Provided text:
════════════════════

A Stranger At The Table?

Do you live generously?  It’s a difficult thing to do, because it requires that sometimes we give up our own comfort, our own desires, and our time for another human being.  

One of these opportunities still sticks in my mind.  It was about 10 years ago and we were out caroling to members of our church who were homebound or had recently had surgery or a disease.  One of these couples directed us to the home of an elderly man who lived alone.  That man was so excited, he brought his companion, a dog, out to listen to us, tears welling in his eyes.  Everyone was so blessed by the visit and it was the topic of conversation the rest of the night. 

According to Jay Link, President of Generous Giving, there are three characteristics of generous living. 

“Characteristic #1: Generous Living is Open-Hearted Those who live generously are open-hearted and alert to find people who are struggling, hurting or in pain. They empathize with those whose world is difficult and they enjoy trying to make it better.

“Characteristic #2: Generous Living is Open-Minded The minds of those who live generously are always thinking about creative ways to bless and encourage others in both great and small ways. They are consciously engaged in their world and the lives of those around them, poised to show generosity to anyone whenever the opportunity presents itself.

“Characteristic #3: Generous Living is Open-Handed The resources of those who live generously, all of them – (time, talent, treasure [and torso]), are ready to be gladly given whenever a need or an opportunity is discovered. When it is within their power to respond, they relish the privilege to make a difference and bless the life of another – friend or stranger. They live out the extreme attitude, “What is mine is yours and you can have it.”

════════════════════

Records shown:
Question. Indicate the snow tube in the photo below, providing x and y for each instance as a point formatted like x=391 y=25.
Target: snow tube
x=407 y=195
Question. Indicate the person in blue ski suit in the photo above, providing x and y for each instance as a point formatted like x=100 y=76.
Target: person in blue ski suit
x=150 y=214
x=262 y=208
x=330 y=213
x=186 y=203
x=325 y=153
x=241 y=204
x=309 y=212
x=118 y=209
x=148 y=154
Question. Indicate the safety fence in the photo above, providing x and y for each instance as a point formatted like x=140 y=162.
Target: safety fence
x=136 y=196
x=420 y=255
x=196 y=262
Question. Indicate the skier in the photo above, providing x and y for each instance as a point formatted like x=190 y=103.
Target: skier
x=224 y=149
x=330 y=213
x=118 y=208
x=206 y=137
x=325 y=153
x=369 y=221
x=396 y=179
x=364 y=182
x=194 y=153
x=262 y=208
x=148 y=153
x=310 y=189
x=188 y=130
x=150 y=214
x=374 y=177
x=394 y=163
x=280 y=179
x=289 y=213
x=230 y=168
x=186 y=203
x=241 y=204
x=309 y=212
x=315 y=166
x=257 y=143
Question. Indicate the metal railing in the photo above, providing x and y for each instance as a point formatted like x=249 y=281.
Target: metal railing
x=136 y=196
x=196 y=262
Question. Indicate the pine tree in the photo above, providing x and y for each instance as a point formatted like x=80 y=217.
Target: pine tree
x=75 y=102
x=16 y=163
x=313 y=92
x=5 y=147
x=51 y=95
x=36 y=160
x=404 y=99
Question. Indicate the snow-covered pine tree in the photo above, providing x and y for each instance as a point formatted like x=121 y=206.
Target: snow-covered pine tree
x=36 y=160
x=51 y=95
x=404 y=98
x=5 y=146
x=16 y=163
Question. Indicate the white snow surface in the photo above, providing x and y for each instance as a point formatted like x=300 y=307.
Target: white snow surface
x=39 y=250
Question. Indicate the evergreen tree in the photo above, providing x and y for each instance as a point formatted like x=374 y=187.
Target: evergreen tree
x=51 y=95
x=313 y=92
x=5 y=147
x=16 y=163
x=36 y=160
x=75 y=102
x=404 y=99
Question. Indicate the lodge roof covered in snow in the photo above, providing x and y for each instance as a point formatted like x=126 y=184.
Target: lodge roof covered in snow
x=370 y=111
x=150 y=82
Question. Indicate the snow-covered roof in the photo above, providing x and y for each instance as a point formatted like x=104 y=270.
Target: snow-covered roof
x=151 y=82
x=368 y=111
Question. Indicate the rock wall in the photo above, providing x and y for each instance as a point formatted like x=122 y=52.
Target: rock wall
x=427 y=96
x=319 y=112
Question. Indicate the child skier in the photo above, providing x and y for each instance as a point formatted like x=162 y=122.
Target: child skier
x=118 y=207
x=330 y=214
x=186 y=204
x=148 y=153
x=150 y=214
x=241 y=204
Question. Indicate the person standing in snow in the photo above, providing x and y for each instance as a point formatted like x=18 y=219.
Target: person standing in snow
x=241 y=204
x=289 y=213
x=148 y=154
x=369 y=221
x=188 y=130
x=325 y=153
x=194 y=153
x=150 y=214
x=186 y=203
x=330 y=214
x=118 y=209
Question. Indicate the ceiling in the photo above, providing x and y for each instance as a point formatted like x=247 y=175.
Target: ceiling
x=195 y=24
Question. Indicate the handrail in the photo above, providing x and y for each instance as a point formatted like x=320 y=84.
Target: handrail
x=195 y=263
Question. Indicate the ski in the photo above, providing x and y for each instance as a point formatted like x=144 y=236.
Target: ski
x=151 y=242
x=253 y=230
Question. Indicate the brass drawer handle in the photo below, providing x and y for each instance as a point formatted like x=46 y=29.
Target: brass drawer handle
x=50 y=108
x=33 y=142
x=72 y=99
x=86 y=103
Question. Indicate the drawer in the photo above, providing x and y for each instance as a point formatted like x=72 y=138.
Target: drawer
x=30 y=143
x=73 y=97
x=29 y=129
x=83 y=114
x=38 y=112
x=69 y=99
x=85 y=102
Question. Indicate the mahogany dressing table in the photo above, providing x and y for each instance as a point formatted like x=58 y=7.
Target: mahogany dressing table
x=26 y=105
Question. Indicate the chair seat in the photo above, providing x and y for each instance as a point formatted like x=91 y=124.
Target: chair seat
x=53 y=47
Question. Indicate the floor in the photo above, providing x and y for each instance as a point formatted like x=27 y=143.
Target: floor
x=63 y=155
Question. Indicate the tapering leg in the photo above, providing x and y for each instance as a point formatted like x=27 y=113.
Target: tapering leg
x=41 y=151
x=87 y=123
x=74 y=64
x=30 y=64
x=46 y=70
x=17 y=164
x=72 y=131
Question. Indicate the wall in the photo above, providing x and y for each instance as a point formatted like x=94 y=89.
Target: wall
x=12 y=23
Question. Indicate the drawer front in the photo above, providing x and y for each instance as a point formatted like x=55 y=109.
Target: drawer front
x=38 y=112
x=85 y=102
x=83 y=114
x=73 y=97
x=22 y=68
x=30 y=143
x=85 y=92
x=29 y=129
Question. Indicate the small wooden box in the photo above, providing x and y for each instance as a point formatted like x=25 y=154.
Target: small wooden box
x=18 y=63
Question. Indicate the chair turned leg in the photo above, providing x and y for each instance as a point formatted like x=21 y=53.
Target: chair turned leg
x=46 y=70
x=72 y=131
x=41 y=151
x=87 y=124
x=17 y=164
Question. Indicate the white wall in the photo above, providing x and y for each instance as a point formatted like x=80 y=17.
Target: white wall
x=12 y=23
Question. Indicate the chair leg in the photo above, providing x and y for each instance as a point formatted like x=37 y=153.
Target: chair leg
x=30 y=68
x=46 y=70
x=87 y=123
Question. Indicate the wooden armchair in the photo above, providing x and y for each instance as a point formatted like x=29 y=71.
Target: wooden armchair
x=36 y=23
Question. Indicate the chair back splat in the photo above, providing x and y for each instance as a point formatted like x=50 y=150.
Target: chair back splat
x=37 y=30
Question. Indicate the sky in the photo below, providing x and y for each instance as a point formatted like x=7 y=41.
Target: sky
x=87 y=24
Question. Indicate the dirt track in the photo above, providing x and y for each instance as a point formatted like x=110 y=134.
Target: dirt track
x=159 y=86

════════════════════

Task A:
Answer these questions from the text on generous living.
(i) About how long ago did the caroling visit take place?
(ii) What position does Jay Link hold?
(iii) What is the third characteristic of generous living?
Task B: Copy the text on generous living word for word, from "Do you live generously?  It’s" to "of generous living.".

Solution A:
(i) About 10 years ago.
(ii) President of Generous Giving.
(iii) Generous living is open-handed.

Solution B:
Do you live generously?  It’s a difficult thing to do, because it requires that sometimes we give up our own comfort, our own desires, and our time for another human being.  

One of these opportunities still sticks in my mind.  It was about 10 years ago and we were out caroling to members of our church who were homebound or had recently had surgery or a disease.  One of these couples directed us to the home of an elderly man who lived alone.  That man was so excited, he brought his companion, a dog, out to listen to us, tears welling in his eyes.  Everyone was so blessed by the visit and it was the topic of conversation the rest of the night. 

According to Jay Link, President of Generous Giving, there are three characteristics of generous living.